指示 a —
本文によると、ミッションで変更されたのは何速のギア比ですか。

---*---

いかにもこれ、アメリカ人のやりそうなことではないかと。
「だから言ったろう、コイツは暴れん坊だとよ」
そんな声が聞こえて来そうではないか!
シュンと回るエンジンやビシッと安定した車体とは
正反対の世界に棲む、スポーツバイク・・・。
今の世の中、こういうバイクに
魅力を感じる人間も多いのではないだろうか。
オレも、そのひとりだ。
キャプション
エンジン
搭載されているHD1200用のパワーユニットは、
ハイパワー化されているだけではなく
ミッション自体も2速のギア比が変更され、
より3速に近づけられている。
狙いは街中で最も多様する部分をクロス化し、
より有効にパワーを引き出すためだ。
それにしても見よ、この「ノーマルでも社外品」
のようなエキパイの曲線美を!

---*---

指示 b —
下にある処理対象の行を、最初の行から「323, 209, 343, 232」を含む行まで、両端の行も含めてそのまま繰り返してください。画像は入れないでください。

---*---

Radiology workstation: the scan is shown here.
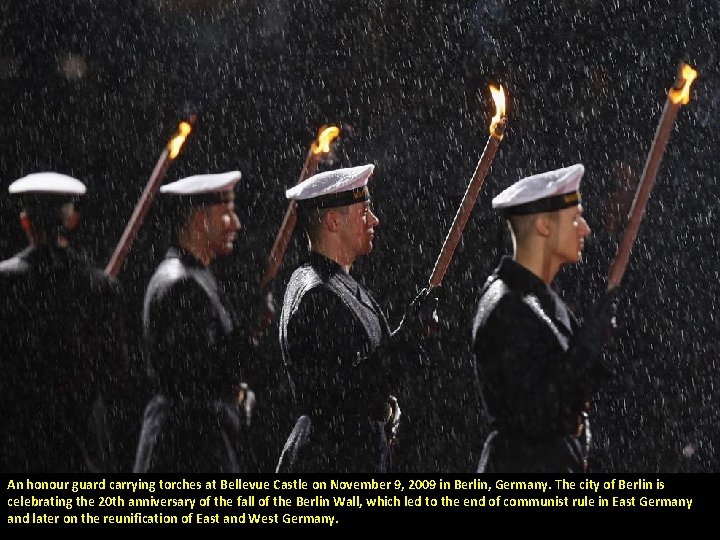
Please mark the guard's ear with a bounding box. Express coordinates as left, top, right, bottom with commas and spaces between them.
62, 203, 80, 231
533, 212, 554, 238
323, 209, 343, 232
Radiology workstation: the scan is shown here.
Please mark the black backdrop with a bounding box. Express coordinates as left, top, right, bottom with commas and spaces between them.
0, 0, 720, 472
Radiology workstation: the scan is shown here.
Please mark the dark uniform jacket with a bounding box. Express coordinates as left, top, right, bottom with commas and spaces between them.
277, 253, 393, 473
0, 244, 127, 473
134, 248, 247, 473
472, 257, 607, 472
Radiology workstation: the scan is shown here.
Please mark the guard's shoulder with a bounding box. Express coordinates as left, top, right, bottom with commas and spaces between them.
0, 255, 30, 276
473, 276, 530, 336
146, 257, 198, 298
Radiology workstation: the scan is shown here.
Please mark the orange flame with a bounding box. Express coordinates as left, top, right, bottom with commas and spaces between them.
311, 126, 340, 156
668, 64, 697, 105
168, 122, 192, 159
490, 84, 505, 138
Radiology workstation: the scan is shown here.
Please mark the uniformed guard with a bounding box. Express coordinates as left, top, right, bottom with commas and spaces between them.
134, 171, 253, 473
277, 164, 430, 473
472, 164, 617, 473
0, 172, 127, 473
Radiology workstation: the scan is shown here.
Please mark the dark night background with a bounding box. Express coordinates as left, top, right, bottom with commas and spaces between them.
0, 0, 720, 472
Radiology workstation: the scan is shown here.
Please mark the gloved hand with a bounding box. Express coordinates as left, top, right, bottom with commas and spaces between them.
385, 396, 402, 446
393, 287, 440, 342
250, 290, 277, 347
235, 383, 255, 427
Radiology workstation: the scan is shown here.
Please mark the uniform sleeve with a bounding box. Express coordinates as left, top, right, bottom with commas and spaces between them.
287, 287, 389, 415
145, 279, 240, 396
473, 295, 612, 436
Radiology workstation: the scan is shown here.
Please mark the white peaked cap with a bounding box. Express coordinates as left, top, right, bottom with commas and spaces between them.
285, 164, 375, 206
160, 171, 242, 195
492, 163, 585, 214
8, 172, 87, 195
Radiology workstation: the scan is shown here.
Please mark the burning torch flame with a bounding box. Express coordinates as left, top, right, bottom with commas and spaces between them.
490, 84, 505, 139
168, 122, 192, 159
668, 64, 697, 105
312, 126, 340, 156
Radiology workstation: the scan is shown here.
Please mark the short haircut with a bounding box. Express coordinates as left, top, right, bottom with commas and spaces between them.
297, 206, 350, 242
20, 193, 75, 235
507, 211, 559, 244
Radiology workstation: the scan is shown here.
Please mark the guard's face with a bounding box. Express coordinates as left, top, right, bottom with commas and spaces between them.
553, 204, 591, 264
340, 201, 380, 257
205, 201, 241, 255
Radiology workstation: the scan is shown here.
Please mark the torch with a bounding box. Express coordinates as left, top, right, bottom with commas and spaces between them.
260, 126, 340, 290
105, 114, 197, 276
428, 85, 507, 287
608, 62, 697, 290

---*---

最終回答 a —
2速のギア比です。

最終回答 b —
Radiology workstation: the scan is shown here.
Please mark the guard's ear with a bounding box. Express coordinates as left, top, right, bottom with commas and spaces between them.
62, 203, 80, 231
533, 212, 554, 238
323, 209, 343, 232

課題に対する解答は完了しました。